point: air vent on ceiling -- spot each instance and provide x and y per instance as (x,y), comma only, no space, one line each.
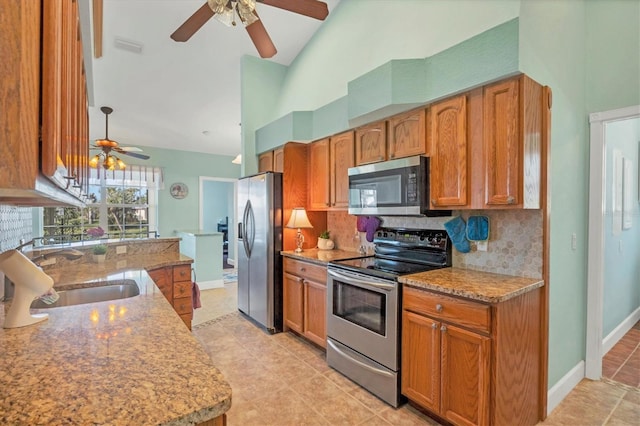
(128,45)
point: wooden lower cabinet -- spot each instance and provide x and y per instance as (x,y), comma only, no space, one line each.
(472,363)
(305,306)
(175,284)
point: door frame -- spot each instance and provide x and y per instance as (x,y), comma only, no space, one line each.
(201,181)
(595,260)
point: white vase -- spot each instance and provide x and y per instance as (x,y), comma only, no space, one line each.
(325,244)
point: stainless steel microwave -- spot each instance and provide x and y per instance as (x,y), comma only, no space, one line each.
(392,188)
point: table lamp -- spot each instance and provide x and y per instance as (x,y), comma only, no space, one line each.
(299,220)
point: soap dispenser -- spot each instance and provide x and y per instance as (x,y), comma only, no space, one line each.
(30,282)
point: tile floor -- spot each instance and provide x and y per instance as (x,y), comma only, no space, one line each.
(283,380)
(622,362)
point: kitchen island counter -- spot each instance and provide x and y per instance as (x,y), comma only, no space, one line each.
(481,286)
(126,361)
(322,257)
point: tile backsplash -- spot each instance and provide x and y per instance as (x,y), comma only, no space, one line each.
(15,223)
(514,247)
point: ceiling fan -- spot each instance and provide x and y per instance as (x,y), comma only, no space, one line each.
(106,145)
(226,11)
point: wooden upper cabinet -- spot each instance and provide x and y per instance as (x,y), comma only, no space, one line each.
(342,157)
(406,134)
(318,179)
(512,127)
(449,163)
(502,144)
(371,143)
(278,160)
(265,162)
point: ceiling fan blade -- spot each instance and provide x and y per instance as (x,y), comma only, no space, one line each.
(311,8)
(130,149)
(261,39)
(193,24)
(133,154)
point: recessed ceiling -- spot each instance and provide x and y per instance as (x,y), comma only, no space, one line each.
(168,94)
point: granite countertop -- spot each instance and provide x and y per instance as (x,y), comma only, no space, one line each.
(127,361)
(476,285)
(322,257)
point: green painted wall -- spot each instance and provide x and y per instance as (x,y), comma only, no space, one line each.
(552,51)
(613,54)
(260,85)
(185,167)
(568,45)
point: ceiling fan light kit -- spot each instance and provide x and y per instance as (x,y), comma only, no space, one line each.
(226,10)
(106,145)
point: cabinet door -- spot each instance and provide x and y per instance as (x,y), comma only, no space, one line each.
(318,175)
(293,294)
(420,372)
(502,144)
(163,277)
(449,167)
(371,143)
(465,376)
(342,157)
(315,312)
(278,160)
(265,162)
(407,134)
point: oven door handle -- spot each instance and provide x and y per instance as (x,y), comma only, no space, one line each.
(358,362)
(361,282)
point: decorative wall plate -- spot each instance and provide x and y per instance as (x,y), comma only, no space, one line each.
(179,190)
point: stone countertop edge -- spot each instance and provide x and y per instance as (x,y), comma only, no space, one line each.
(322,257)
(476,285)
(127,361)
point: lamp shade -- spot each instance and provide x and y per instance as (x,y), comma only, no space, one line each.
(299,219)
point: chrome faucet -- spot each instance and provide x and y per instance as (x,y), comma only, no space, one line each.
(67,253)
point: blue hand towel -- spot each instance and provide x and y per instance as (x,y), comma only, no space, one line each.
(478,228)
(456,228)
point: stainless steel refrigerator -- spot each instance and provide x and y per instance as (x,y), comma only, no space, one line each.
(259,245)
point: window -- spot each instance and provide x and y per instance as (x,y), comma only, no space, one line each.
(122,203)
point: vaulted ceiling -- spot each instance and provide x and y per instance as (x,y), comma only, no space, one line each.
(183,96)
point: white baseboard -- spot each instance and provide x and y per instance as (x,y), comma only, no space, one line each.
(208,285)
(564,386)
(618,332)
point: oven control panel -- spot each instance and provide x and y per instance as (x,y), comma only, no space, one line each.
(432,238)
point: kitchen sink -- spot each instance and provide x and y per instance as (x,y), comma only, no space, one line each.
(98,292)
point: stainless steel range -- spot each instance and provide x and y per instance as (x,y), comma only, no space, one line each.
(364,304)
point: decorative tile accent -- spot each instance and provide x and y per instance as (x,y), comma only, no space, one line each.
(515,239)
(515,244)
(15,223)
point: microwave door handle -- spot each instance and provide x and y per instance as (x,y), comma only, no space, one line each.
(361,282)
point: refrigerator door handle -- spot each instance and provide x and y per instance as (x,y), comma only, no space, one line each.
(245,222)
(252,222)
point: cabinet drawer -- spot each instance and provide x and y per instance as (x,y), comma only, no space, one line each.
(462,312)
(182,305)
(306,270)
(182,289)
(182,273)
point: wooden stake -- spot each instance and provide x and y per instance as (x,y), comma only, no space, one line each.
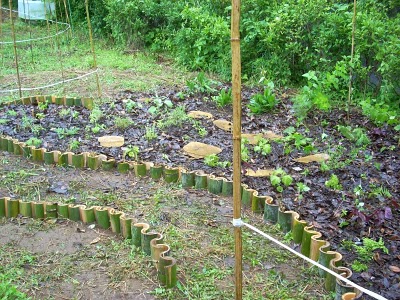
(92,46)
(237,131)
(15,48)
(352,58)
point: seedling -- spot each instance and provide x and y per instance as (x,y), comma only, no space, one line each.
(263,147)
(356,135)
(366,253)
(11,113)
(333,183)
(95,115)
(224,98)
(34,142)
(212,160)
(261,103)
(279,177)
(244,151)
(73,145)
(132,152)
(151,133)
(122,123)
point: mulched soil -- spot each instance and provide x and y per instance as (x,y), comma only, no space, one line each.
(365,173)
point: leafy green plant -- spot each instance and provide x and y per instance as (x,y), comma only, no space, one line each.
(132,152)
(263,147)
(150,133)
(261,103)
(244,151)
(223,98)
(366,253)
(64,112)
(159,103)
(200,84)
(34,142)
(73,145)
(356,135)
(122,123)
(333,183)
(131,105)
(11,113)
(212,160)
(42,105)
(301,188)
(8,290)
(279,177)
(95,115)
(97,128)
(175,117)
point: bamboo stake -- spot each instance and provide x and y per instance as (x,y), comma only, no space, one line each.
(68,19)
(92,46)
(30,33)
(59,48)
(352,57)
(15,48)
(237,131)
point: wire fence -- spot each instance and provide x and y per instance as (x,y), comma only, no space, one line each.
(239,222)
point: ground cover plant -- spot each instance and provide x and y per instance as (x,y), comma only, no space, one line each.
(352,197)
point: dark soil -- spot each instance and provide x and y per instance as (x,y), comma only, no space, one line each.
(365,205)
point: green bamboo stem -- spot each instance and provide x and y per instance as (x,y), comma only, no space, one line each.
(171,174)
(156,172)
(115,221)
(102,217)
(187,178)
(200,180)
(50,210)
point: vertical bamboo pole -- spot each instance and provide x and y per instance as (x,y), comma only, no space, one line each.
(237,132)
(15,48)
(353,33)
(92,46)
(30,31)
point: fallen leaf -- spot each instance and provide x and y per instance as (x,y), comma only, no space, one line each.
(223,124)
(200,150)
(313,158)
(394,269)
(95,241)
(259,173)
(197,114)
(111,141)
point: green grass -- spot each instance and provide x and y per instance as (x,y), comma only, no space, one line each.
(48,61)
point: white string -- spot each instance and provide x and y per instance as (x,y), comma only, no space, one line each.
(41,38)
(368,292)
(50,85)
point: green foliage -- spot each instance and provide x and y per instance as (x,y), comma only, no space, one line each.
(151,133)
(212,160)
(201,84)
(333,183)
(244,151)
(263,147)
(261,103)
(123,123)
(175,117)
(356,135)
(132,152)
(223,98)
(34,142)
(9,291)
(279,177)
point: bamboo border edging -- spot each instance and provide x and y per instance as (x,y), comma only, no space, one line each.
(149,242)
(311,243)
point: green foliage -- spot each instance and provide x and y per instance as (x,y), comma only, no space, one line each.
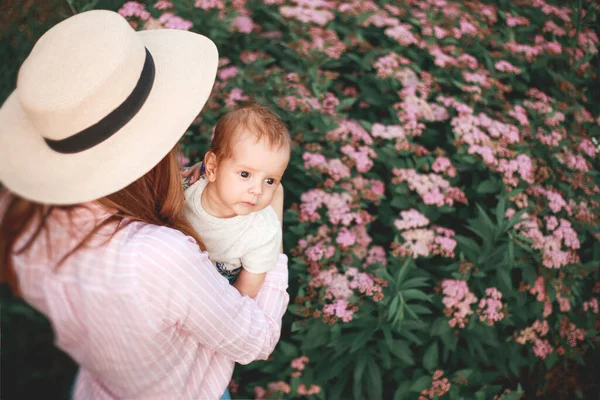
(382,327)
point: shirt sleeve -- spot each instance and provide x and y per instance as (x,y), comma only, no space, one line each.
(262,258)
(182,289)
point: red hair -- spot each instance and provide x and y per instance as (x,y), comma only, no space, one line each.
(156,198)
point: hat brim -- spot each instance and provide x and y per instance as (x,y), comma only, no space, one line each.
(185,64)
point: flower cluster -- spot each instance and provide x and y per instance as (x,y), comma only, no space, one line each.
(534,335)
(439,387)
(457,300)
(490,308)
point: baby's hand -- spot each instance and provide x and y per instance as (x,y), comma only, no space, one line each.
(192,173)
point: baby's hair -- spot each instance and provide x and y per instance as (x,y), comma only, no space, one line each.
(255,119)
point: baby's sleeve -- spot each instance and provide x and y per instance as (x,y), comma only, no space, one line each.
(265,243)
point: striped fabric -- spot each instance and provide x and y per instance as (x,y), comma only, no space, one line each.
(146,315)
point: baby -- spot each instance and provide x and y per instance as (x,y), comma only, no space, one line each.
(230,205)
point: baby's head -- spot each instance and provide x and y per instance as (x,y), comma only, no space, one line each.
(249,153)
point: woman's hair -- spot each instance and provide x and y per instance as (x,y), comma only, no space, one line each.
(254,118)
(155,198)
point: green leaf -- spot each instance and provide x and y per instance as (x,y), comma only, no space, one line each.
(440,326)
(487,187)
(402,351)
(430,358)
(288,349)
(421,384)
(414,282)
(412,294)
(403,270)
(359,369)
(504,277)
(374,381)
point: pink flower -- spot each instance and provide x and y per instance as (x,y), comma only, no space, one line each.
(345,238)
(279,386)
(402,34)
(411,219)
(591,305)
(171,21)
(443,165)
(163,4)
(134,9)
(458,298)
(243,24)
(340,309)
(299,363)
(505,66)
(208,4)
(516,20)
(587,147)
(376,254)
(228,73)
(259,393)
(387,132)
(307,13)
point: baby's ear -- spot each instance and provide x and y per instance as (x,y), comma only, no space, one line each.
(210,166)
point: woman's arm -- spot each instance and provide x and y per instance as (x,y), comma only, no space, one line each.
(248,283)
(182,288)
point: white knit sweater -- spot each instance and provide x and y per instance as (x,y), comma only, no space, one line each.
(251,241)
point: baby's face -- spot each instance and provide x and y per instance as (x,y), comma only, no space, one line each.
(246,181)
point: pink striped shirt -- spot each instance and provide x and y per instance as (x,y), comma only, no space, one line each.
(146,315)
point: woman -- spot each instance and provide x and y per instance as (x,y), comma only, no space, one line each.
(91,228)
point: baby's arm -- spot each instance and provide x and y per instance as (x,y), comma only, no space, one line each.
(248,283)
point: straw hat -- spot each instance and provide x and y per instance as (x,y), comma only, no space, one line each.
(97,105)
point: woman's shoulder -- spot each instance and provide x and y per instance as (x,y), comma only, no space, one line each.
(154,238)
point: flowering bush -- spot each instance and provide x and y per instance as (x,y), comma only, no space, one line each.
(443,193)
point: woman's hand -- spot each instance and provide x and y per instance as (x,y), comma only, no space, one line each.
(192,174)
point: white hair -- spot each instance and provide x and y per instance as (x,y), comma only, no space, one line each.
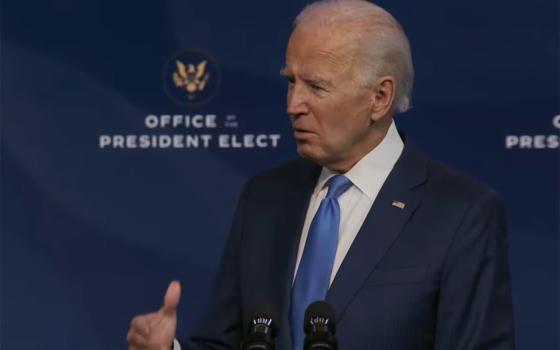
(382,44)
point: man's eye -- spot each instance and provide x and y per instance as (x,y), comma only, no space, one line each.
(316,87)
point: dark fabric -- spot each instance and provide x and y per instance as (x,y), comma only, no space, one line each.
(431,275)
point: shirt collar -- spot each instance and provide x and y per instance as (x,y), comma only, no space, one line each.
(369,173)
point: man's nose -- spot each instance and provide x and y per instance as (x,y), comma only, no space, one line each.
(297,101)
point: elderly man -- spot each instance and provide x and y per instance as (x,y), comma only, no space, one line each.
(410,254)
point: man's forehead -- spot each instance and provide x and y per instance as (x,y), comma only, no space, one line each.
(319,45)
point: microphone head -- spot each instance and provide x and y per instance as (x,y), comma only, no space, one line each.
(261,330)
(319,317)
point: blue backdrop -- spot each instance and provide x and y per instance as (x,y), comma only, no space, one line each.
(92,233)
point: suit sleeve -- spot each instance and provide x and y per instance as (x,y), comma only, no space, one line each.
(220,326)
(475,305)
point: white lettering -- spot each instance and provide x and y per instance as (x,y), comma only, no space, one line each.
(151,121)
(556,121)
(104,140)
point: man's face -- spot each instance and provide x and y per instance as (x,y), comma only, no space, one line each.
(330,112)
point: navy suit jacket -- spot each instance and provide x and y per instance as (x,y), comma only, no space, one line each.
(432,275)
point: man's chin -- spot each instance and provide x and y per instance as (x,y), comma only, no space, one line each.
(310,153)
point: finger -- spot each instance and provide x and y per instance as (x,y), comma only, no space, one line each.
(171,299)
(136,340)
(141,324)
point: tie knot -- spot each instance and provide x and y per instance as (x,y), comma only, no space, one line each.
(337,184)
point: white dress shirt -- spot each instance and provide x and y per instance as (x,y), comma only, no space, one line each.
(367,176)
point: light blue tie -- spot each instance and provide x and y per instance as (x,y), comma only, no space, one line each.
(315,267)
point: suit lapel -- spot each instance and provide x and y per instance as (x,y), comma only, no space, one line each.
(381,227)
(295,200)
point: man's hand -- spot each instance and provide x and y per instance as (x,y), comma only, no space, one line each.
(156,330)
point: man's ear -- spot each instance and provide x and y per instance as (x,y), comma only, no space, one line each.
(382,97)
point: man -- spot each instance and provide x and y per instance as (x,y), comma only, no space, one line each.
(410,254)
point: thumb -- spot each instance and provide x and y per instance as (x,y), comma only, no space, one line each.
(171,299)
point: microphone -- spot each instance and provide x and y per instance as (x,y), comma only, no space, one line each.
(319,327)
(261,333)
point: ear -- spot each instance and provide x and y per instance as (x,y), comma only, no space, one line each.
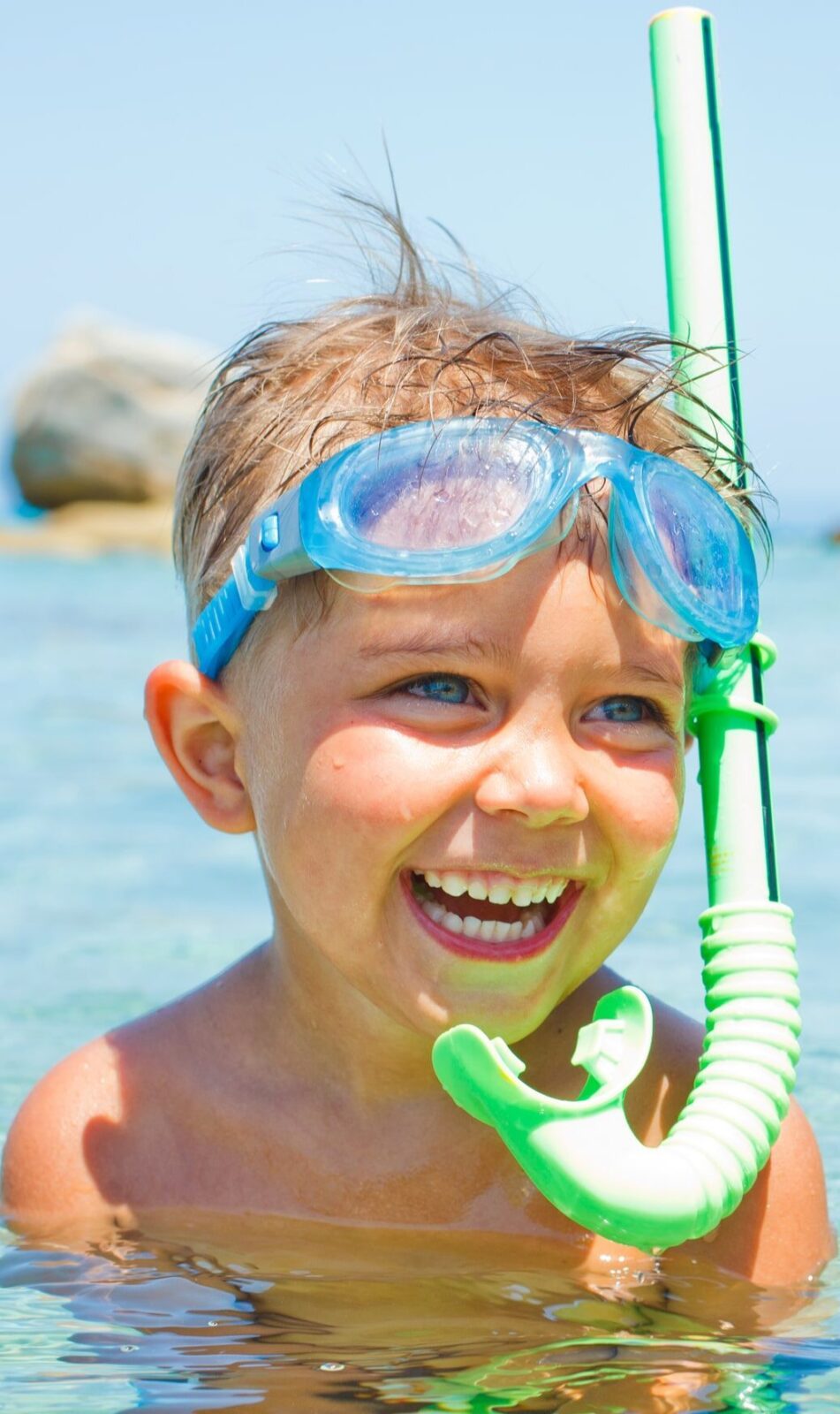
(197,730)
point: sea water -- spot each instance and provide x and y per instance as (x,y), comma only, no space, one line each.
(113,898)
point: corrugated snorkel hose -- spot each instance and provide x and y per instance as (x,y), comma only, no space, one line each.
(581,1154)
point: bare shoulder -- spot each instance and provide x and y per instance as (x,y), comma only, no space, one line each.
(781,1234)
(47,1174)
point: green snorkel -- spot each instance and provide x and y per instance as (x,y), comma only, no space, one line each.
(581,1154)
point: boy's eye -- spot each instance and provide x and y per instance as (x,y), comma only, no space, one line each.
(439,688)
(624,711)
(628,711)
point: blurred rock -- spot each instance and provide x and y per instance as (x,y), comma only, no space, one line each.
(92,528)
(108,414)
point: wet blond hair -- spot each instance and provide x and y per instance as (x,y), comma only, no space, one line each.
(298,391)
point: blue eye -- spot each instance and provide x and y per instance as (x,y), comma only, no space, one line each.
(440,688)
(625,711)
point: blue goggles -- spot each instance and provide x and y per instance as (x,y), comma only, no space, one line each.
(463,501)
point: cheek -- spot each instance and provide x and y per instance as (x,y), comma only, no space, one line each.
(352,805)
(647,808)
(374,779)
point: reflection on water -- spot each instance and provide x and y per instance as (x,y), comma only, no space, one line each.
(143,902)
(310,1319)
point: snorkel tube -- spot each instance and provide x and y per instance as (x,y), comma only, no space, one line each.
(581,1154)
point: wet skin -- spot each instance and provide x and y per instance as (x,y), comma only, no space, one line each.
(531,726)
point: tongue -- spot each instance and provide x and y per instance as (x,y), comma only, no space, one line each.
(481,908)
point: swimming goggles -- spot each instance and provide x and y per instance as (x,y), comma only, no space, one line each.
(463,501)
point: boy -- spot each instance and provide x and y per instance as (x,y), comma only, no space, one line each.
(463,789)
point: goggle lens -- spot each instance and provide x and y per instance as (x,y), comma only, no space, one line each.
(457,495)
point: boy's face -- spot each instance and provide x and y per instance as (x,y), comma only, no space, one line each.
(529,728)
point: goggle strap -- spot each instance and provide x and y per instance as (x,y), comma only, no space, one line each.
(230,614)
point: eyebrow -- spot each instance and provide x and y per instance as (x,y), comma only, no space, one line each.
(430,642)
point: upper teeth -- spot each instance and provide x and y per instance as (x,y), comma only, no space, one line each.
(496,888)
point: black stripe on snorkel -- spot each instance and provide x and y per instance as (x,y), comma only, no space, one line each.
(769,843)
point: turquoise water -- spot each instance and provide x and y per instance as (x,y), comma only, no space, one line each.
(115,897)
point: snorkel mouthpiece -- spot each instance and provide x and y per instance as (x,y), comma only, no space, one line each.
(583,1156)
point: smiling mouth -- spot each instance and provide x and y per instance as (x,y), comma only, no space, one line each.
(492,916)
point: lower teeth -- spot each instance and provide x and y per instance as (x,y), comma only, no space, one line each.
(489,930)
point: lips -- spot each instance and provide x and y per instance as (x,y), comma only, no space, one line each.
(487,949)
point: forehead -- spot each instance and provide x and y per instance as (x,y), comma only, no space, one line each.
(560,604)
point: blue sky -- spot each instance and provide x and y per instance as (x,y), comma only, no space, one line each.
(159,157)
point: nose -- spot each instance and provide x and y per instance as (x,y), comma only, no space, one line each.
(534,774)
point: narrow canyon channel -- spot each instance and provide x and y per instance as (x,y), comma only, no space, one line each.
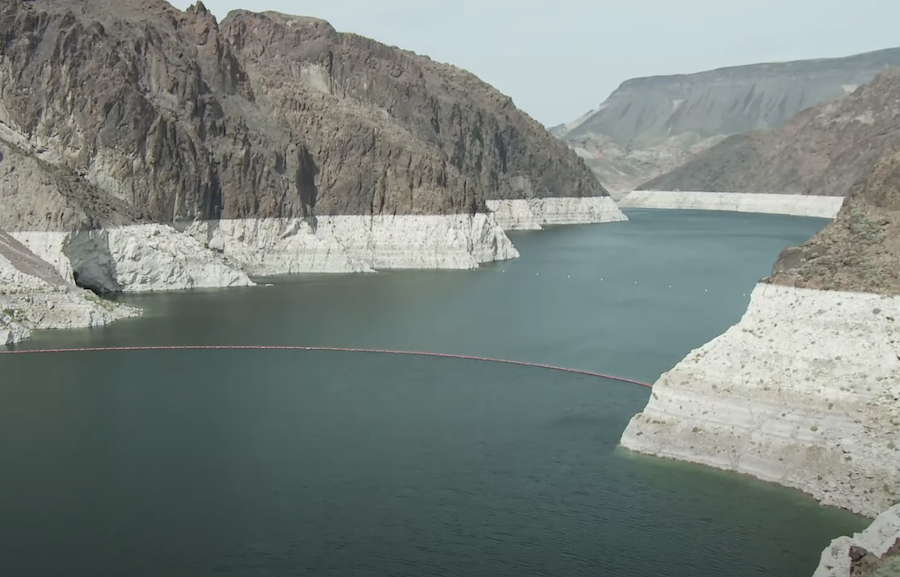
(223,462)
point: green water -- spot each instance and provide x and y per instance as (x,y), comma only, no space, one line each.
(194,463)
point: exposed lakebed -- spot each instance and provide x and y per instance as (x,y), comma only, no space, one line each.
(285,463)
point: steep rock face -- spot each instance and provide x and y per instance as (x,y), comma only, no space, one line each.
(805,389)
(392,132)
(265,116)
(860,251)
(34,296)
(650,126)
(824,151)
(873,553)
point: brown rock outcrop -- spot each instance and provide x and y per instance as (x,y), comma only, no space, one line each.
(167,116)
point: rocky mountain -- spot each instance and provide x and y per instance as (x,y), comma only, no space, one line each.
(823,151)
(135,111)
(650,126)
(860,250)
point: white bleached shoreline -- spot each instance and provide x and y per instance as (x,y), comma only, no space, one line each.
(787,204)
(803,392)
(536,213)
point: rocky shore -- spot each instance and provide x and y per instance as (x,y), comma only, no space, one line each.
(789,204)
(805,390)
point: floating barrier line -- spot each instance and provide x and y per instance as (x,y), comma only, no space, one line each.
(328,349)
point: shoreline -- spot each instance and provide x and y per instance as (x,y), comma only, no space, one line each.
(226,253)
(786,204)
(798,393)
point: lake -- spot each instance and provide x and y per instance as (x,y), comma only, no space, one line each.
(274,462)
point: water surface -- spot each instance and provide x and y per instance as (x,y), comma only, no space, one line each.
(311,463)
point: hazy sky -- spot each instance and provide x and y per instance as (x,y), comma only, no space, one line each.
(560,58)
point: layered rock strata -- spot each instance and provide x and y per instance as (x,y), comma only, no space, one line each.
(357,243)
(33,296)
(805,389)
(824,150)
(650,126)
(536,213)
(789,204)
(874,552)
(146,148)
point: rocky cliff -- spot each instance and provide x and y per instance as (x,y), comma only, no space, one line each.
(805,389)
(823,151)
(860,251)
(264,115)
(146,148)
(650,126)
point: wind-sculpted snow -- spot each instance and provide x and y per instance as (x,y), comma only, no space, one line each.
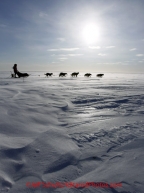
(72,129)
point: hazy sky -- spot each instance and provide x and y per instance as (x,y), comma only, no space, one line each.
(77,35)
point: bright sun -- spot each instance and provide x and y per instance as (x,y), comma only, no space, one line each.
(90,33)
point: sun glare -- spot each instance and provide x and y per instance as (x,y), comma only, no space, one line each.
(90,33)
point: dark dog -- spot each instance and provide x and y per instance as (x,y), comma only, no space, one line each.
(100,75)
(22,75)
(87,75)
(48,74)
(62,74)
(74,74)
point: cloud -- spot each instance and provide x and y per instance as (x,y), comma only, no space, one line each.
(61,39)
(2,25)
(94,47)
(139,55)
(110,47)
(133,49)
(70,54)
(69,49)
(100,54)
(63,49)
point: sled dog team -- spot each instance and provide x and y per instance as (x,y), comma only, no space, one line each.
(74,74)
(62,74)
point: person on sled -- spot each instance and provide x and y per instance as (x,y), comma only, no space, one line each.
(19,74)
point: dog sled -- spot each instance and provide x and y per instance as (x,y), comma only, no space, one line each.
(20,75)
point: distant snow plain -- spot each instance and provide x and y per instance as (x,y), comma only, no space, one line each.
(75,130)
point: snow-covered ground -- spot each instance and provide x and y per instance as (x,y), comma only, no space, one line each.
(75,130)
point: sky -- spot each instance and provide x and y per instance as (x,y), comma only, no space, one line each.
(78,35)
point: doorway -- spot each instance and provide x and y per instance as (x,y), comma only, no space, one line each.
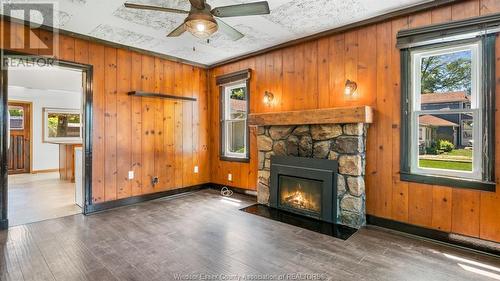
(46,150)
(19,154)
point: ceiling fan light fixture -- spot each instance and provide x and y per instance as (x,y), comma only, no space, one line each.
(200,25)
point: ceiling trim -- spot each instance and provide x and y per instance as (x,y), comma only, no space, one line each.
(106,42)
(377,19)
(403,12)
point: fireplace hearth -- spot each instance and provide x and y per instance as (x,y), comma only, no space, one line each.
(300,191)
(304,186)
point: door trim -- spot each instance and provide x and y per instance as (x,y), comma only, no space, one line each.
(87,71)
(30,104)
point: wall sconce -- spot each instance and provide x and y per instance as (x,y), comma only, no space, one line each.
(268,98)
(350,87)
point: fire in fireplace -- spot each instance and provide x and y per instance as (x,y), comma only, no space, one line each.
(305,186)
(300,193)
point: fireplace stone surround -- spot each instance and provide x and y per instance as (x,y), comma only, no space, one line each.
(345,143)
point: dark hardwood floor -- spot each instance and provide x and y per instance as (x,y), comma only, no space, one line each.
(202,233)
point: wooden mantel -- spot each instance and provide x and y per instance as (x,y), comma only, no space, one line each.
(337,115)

# # #

◆ **TASK STATEMENT**: Give back, unchanged, every line from the one with "point: door trim" to the end of the entries above.

◆ **WORKED SOLUTION**:
point: door trim -- spot each instance and provide x and y per instance as (x,y), comma only, no space, one line each.
(87,71)
(30,104)
point: wall sconce -- spot each instance and provide x and y per instance as (x,y), comma only, no space, one line each.
(268,98)
(350,87)
point: fire in fireplace -- spot each instance and provide x and y per instance as (x,y), comma only, no space, one line each.
(305,186)
(300,193)
point: fireplace stone surround -- spot each instance and provide x and y per instance as (x,y), comma only, no space, one line each.
(345,143)
point: dark hardwood floor -- spot each instance and provide x and y per instance as (x,y), comma only, no space, one line each.
(202,233)
point: wooden mantel -- spot each instance and provide x and y per instance as (x,y), comma only, no space, one line each.
(337,115)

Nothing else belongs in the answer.